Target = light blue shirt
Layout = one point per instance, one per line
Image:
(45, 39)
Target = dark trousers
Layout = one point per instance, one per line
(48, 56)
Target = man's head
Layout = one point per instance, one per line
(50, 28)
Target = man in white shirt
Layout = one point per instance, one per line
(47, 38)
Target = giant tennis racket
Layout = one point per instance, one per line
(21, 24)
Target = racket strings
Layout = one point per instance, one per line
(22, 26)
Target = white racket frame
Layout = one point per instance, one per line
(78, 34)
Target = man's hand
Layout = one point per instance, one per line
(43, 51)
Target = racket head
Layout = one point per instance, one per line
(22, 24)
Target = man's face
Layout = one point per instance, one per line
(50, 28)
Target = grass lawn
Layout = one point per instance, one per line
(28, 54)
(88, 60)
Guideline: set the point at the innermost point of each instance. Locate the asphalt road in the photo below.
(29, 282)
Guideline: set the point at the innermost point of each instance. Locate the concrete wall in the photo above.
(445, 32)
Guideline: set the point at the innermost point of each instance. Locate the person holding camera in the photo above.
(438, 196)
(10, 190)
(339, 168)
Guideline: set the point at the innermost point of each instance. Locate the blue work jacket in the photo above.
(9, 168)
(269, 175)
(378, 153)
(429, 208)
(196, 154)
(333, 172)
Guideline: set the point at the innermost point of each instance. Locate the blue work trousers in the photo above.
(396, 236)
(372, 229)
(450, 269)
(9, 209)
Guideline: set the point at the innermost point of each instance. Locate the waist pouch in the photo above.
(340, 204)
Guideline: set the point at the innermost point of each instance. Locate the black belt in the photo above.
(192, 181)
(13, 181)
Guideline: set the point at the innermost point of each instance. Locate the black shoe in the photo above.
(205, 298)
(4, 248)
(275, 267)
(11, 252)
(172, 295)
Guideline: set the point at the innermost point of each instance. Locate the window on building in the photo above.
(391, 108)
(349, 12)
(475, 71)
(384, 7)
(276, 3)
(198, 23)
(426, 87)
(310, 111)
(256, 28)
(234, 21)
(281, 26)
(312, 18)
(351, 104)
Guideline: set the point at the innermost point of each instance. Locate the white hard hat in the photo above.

====================

■ SET EXERCISE
Could you rewrite every line from the one containing "belt in the photo above." through the end of the rows, inclusive, keeping the requests unchanged but multiplying each point coordinate by 2.15 and rounding to whole numbers, with halves rounded up?

■ COMPLETE ANSWER
Guideline: set the point at the innermost point of each instance. Locate the black belt in the photo above.
(413, 389)
(28, 389)
Guideline: set the point at the innermost point of each instance. Locate the black shoe in the photo above.
(441, 641)
(9, 533)
(591, 574)
(24, 542)
(370, 634)
Guideline: set the point at the innermost point of each instance. Locate the window on building in the photo above.
(841, 232)
(750, 26)
(1021, 153)
(826, 15)
(593, 6)
(426, 49)
(916, 187)
(667, 239)
(550, 60)
(503, 45)
(604, 56)
(671, 39)
(755, 224)
Guideline: set the point at the innermost point of each instance. Locate the white hard hat in the photo above.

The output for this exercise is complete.